→ **Text excerpt**:
>>>>>

Ouachita Parish High School is a high school located in unincorporated Ouachita Parish, Louisiana, United States, near Monroe. It is administrated by the Ouachita Parish School Board. It is fully accredited by the Southern Association of Colleges and Schools. The school mascot is the Lion.

Ouachita Parish High School is the oldest school in northeast Louisiana, being founded in 1894. The school has been located in three different buildings. Two of these are registered on the National Register of Historic Places.

Athletics
Ouachita Parish High athletics competes in the LHSAA. The Lions participate in district 2-5A and Louisiana 5A.

Football
Ouachita's football team won the 1989 state championship and was runner-up in 1941 and 1994. The rivalry with West Monroe High School is often referred to as the "Rebel-Lion", referring to the mascots of the schools, Rebels and Lions. The Rebels' twenty-seven game winning streak ended in 2021, when the Lions, led by first year head coach Todd Garvin, defeated the Rebels 35–34 in double overtime.

<<<<<

→ **Prompt 1**: Return the Ouachita Parish High School article word for word, in full.

→ **Exercise inputs**:
>>>>>

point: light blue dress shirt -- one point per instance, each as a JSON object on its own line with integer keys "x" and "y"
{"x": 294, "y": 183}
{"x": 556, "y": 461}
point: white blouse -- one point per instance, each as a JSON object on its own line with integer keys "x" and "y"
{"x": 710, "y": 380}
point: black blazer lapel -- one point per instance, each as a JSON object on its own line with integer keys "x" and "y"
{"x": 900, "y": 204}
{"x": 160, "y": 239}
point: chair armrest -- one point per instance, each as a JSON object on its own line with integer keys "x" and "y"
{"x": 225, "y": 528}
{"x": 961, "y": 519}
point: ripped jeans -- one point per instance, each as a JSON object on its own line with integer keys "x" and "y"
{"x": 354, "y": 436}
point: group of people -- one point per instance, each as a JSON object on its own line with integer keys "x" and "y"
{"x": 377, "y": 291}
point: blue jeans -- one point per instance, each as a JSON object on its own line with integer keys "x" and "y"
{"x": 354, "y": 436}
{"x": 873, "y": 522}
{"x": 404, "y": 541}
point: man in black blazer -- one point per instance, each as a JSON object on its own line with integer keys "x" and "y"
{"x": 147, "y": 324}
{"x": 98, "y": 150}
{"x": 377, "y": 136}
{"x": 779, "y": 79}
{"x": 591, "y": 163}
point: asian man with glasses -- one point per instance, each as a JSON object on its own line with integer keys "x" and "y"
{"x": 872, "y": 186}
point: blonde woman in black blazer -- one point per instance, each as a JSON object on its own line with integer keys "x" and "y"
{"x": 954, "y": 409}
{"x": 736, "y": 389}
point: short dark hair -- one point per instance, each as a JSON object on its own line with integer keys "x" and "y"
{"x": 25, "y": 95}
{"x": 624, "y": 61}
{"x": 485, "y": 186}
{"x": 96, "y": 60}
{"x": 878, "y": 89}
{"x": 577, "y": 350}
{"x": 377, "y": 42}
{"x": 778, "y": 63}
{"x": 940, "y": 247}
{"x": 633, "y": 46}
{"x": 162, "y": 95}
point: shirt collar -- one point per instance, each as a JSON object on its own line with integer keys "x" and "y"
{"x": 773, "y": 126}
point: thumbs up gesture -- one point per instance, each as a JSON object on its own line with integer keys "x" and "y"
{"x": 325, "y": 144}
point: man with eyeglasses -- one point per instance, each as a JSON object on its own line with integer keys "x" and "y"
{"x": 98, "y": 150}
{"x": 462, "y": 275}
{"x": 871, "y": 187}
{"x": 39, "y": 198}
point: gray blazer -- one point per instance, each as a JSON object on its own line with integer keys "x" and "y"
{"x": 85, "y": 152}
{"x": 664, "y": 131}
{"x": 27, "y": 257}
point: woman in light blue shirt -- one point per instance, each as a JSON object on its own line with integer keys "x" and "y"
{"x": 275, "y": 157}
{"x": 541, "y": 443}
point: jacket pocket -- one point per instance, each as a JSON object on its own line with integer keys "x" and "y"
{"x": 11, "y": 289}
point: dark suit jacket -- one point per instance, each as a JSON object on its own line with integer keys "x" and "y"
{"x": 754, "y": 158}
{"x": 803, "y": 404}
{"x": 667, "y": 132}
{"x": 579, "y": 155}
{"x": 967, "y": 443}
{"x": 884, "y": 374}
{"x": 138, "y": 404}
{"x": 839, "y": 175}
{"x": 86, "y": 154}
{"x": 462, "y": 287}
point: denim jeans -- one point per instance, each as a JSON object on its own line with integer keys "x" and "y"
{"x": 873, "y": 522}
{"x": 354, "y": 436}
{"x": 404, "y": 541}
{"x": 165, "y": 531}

<<<<<

→ **Prompt 2**: Report each line in the rows above that contains the string "dark", treating uppercase and lowercase as different.

→ **Finished answer 1**:
Ouachita Parish High School is a high school located in unincorporated Ouachita Parish, Louisiana, United States, near Monroe. It is administrated by the Ouachita Parish School Board. It is fully accredited by the Southern Association of Colleges and Schools. The school mascot is the Lion.

Ouachita Parish High School is the oldest school in northeast Louisiana, being founded in 1894. The school has been located in three different buildings. Two of these are registered on the National Register of Historic Places.

Athletics
Ouachita Parish High athletics competes in the LHSAA. The Lions participate in district 2-5A and Louisiana 5A.

Football
Ouachita's football team won the 1989 state championship and was runner-up in 1941 and 1994. The rivalry with West Monroe High School is often referred to as the "Rebel-Lion", referring to the mascots of the schools, Rebels and Lions. The Rebels' twenty-seven game winning streak ended in 2021, when the Lions, led by first year head coach Todd Garvin, defeated the Rebels 35–34 in double overtime.

→ **Finished answer 2**:
point: short dark hair -- one point per instance, each as a JSON object on its own line with integer keys "x" and "y"
point: dark suit jacket -- one point per instance, each as a JSON object on its own line with integer keys "x" and "y"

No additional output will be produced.